Repeat each line exactly, leaving nothing out.
#### Material provided
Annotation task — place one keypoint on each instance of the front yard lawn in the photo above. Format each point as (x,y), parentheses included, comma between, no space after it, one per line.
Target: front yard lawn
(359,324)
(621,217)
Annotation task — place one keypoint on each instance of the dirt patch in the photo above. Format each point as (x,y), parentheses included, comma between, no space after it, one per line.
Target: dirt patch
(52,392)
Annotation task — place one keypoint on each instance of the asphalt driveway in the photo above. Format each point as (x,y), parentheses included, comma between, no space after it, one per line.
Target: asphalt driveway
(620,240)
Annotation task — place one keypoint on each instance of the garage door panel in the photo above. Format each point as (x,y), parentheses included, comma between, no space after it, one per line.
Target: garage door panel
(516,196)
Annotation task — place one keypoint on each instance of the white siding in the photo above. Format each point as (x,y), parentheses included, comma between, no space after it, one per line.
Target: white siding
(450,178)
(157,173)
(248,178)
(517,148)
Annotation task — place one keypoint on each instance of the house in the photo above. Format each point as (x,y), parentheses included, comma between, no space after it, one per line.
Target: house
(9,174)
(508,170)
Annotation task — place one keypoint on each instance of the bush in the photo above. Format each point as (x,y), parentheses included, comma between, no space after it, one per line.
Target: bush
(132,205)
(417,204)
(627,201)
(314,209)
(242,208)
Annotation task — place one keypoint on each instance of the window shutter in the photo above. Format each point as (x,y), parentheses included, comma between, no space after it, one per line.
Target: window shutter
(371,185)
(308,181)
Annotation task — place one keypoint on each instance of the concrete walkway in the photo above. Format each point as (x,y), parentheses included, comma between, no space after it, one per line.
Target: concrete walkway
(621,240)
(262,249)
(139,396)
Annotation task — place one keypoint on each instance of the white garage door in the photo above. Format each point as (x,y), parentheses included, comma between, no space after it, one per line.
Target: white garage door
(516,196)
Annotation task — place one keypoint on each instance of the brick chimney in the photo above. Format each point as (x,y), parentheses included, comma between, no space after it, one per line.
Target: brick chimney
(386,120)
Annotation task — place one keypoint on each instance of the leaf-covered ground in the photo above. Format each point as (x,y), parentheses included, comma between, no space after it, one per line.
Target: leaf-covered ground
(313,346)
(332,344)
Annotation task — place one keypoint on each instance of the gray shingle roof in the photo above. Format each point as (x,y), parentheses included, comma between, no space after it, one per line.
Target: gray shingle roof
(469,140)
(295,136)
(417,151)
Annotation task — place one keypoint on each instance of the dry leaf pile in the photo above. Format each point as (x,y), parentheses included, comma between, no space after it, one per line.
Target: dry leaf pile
########
**Full solution:**
Annotation task — place one keypoint on each instance of the front yard lawn in the photo above. Format each point as (x,y), parentheses included, comma between, no space after it, one per line.
Target: front yard lawn
(359,324)
(621,217)
Annotation task — place one keypoint on each instance of the dirt patch in the photo above. Format each point as (x,y), parentheses included, comma between, no space after it, one per line.
Target: dirt patch
(52,392)
Annotation task — place one keypoint on each instance of the asphalt driveway in the photo above. Format each point as (x,y), parentheses included, comma between, no space after it, one per line.
Target: asphalt driveway
(620,240)
Annotation task — place one keypoint on each instance of the garage door panel in the photo above. Format each point as (x,y), parentheses included, comma between, no space after it, one per line.
Target: garage door panel
(516,196)
Annotation task — place one keypoint on each instance of the white siding in the photo above. Format each point as (x,y), parentheses included, comma between, no space after it, one per line.
Target: white siding
(450,178)
(157,173)
(248,178)
(517,148)
Annotation task — place one keypoint on each instance of the house in the photo above. Format each point as (x,y), parentheses included, comma between, no space after it, one per line.
Target: house
(9,174)
(508,170)
Annotation task — place one keypoint on each instance of the bush in the photo above. Format each point as (x,y), parentheses included, comma between, no space after it, one per line.
Target: bush
(132,205)
(417,204)
(627,201)
(314,209)
(242,208)
Annotation task — place one keypoint on each instance of the window shutter in the photo above. Format each point as (x,y), parentheses included, comma between, no space after it, one per line.
Target: window shutter
(371,185)
(308,181)
Annotation task — place one keypoint on each instance of the concrete walkway in the photo above. Format each point as (x,y), parentheses included, comma between, no space after it, one per line.
Target: concrete walkway
(621,240)
(262,249)
(139,396)
Annotation task — place one keypoint on each instance of the white garage door in the photo above. Format each point as (x,y), parentheses included, comma between, no space after it, one per line.
Target: white garage door
(516,196)
Annotation task — place one keypoint on each instance of the brick chimney in the photo above. Format each point as (x,y), parentheses included, comma between, no space after it, one per line.
Target: brick chimney
(386,120)
Annotation task — place one keypoint on each instance of the leaf-covered ground in the photo above. Format each point as (x,y), parentheses included, comma between, no space after it, one per line.
Target: leaf-covered ground
(313,346)
(332,344)
Annotation task — place one keypoint on each instance of the gray shingle roof in the photo above. Format each point as (x,y), parentheses included, comma between, no space after it, one per line.
Target: gray shingle roof
(469,140)
(295,136)
(417,151)
Annotation task — place one keypoint on each instance of the dry leaf pile in the photo above. Format each point as (x,y), parentheses included, comma between, no space after it, one per line.
Target: dry leaf pile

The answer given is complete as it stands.